_Work task_. Begin at the line containing "of the paved" and copy each line exactly through the end of the records, leaving out what comes before.

_Excerpted data_.
===
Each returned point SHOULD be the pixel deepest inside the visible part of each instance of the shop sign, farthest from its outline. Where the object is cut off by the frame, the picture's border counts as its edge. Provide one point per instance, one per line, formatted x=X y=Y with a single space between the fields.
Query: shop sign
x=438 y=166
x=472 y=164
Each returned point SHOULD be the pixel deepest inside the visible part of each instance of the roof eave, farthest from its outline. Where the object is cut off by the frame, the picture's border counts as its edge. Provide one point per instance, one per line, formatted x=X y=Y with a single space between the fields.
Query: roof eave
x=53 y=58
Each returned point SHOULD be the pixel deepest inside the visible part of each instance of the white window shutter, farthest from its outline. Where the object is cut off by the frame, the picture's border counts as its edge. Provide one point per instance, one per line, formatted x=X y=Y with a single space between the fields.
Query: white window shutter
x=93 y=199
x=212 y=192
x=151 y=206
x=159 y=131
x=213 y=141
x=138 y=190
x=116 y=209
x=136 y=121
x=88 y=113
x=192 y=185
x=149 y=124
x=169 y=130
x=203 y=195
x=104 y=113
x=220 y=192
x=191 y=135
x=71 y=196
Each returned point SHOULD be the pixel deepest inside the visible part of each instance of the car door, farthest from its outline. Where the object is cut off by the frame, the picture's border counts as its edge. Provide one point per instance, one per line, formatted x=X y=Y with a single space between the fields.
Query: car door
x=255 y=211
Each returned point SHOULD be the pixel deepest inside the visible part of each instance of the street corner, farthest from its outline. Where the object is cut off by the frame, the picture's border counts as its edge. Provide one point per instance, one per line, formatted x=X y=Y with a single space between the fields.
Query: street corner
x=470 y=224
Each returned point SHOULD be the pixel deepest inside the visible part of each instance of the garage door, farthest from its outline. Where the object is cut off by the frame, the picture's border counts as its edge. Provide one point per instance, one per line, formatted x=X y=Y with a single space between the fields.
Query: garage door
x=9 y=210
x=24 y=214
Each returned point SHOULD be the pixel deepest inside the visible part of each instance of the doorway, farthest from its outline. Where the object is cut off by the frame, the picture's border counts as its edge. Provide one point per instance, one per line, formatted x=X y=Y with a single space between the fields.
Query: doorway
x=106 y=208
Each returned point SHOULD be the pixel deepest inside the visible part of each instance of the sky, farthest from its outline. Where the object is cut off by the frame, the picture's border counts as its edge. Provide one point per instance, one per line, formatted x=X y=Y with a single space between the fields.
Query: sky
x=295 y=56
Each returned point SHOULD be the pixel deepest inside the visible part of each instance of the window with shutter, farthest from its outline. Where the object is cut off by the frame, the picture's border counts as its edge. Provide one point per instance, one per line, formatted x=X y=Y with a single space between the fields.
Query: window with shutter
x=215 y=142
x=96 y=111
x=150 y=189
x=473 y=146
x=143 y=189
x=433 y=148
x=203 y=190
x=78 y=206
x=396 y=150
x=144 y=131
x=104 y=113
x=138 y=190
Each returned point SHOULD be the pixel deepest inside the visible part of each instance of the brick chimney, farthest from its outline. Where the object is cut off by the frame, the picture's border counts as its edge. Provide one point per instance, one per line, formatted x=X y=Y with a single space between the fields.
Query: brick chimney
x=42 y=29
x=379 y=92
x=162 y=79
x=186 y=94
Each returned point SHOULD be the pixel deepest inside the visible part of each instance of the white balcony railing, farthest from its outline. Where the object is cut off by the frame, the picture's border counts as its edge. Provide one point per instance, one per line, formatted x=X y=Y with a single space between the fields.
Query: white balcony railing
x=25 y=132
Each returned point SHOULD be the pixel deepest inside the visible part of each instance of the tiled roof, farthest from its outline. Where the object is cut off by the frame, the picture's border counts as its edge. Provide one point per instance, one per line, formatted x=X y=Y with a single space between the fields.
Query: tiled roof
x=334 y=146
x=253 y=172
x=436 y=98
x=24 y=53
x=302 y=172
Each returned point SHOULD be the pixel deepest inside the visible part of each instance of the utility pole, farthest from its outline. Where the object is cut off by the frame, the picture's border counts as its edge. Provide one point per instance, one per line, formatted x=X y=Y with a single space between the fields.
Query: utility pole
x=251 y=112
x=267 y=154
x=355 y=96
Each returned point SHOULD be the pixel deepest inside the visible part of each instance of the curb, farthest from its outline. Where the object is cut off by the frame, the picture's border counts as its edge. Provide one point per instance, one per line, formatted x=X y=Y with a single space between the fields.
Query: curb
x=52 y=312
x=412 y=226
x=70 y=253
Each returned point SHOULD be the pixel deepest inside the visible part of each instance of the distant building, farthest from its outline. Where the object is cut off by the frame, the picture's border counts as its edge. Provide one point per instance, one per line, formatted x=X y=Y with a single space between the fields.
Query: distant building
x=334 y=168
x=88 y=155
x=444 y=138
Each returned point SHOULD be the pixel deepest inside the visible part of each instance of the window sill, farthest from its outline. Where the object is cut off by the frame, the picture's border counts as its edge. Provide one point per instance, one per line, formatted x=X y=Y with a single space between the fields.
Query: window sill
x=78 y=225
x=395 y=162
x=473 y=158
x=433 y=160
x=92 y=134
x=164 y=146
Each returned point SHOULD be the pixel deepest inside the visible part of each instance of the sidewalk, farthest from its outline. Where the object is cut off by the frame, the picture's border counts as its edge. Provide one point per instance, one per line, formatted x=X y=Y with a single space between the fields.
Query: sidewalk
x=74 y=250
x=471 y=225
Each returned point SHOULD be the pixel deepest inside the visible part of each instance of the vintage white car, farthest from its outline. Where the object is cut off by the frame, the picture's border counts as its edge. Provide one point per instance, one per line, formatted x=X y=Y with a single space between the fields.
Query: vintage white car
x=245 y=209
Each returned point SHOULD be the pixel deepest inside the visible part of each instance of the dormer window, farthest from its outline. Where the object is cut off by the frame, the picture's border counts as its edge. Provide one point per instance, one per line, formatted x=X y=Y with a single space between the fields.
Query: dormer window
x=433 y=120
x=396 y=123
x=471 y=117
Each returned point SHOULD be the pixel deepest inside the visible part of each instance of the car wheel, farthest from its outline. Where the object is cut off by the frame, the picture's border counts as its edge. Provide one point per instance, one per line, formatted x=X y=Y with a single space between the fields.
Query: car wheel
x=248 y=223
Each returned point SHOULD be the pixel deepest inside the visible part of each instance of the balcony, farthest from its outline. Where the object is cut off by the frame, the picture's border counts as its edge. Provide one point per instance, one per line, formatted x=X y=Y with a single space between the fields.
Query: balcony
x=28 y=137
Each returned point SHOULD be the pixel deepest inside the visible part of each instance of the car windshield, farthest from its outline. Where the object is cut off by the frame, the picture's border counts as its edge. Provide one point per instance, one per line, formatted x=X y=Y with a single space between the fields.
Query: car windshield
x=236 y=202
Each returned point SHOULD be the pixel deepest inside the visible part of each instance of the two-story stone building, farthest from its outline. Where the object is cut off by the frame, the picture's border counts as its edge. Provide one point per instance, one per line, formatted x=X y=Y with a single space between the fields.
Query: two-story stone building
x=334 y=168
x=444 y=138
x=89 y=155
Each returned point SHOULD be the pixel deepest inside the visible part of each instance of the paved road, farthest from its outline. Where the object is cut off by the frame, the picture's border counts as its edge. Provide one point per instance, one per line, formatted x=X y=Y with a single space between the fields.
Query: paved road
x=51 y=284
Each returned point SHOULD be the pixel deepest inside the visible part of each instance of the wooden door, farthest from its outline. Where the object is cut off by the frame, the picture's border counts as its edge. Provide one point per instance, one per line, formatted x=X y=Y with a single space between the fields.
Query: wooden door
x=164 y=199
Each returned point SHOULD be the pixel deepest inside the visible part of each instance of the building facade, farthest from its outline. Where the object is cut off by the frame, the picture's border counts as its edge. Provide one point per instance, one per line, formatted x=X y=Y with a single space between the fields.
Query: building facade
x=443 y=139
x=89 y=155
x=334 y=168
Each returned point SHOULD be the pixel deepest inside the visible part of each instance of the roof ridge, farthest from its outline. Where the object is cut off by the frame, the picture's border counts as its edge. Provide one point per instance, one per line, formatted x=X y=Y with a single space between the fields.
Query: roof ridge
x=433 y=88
===
_Output_.
Each returned point SHOULD be the pixel deepest inside the visible part of each instance of the paved road, farthest from its outline. Where the object is cut off by the frame, the picture's border counts as its edge. Provide one point per instance, one per line, formatted x=X y=Y with a single space between the fields.
Query: paved road
x=51 y=284
Each returned point SHOULD be the pixel deepest inside the visible part of each instance of the wooden door, farthest from its outline. Where the object is cut off by the frame, the picture's border counts as its edge. Provide one point per instance, one per line, formatted x=X y=Y with a single space between the fields.
Query: wooden door
x=164 y=199
Each returned point SHOULD be the pixel deepest inside the visible part of each instance of the building facade, farthest from its outline. Where the object is cut off by the frame, the picture's border counts as its edge. Provide one point per instance, one per line, formatted x=X y=Y with a single space between the fields.
Query: building facade
x=443 y=139
x=89 y=155
x=334 y=168
Each returned point SHOULD be the pixel deepest inside the visible part of each instance of the roof ridge, farthest from its outline. Where the object is cut off by the frame, the picture's border counts as its edge. Provide one point per instance, one per line, formatted x=X y=Y with a single space between the fields.
Query: roof ridge
x=433 y=88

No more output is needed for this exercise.